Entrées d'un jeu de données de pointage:

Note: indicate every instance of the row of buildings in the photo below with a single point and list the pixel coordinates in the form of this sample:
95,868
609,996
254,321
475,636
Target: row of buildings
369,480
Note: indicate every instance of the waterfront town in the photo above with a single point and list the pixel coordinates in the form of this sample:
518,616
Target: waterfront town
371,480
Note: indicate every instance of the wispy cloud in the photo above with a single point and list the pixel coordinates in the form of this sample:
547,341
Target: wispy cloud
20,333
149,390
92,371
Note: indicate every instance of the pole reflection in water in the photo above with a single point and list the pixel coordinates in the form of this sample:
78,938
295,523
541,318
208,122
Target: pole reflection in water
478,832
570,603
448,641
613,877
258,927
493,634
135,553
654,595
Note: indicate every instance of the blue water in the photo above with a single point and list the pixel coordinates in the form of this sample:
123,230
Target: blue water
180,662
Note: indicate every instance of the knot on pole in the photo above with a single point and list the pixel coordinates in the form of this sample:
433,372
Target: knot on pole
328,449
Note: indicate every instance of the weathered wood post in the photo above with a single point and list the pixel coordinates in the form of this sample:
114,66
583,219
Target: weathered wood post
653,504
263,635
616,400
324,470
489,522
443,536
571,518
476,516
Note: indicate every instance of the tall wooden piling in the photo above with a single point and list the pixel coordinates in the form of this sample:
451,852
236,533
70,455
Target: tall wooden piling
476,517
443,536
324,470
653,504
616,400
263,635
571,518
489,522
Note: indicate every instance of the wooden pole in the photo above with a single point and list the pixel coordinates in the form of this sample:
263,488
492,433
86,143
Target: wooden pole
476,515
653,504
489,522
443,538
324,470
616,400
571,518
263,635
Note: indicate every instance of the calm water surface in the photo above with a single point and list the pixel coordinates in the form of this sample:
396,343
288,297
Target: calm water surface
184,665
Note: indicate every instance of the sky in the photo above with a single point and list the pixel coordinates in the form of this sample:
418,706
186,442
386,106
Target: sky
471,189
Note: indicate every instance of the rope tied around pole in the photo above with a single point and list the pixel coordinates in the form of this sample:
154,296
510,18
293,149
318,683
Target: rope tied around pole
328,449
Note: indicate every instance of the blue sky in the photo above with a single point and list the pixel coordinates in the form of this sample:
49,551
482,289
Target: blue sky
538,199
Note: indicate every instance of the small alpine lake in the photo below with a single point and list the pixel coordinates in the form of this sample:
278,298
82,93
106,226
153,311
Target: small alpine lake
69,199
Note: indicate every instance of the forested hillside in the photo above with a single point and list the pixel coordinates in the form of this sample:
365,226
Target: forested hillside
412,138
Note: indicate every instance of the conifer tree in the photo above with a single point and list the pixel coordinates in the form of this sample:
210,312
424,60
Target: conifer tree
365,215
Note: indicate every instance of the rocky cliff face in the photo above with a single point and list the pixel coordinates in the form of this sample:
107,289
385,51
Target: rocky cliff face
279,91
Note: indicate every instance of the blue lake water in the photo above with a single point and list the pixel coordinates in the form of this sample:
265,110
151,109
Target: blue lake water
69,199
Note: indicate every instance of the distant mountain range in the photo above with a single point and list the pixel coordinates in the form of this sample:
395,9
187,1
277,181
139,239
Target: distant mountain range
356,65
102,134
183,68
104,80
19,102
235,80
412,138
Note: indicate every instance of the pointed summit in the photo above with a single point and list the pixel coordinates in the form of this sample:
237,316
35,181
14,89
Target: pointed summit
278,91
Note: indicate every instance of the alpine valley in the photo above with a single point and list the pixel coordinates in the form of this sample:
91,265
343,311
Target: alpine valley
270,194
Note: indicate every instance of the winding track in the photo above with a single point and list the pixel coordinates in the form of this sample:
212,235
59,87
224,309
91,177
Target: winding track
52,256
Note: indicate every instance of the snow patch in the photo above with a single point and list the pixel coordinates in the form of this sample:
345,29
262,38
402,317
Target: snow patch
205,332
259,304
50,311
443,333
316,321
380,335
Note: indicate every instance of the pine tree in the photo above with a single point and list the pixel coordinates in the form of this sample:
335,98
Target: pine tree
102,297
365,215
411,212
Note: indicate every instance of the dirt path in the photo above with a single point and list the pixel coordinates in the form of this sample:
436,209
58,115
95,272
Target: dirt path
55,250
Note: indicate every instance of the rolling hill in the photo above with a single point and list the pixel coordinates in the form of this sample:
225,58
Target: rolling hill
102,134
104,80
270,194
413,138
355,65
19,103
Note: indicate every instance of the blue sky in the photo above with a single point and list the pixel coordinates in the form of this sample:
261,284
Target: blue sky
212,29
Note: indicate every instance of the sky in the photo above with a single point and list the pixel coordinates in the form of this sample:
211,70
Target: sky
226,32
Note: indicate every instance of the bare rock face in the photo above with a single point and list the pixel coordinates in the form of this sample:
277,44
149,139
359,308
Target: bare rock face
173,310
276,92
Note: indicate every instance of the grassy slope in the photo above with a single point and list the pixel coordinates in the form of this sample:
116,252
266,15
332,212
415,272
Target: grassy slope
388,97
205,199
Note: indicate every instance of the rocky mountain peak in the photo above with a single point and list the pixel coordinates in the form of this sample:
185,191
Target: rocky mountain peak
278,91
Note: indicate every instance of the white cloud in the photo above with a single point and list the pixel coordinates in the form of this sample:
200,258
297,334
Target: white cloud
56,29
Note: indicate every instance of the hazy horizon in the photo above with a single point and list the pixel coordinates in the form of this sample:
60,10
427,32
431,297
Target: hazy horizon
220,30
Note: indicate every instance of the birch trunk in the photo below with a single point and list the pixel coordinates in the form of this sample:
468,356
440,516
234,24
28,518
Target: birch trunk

Consigne — Recopie le passage qui va de la ligne contenant « Note: indicate every instance of the birch » jusqu'à la fin du matériel, en substituant « oak trunk » à « birch trunk » et sans rien modifier d'autre.

Résultat obtenu —
Note: indicate every instance of the oak trunk in the photo below with a single point and list the pixel coordinates in the form of this sample:
468,356
440,516
234,24
28,518
Target: oak trunk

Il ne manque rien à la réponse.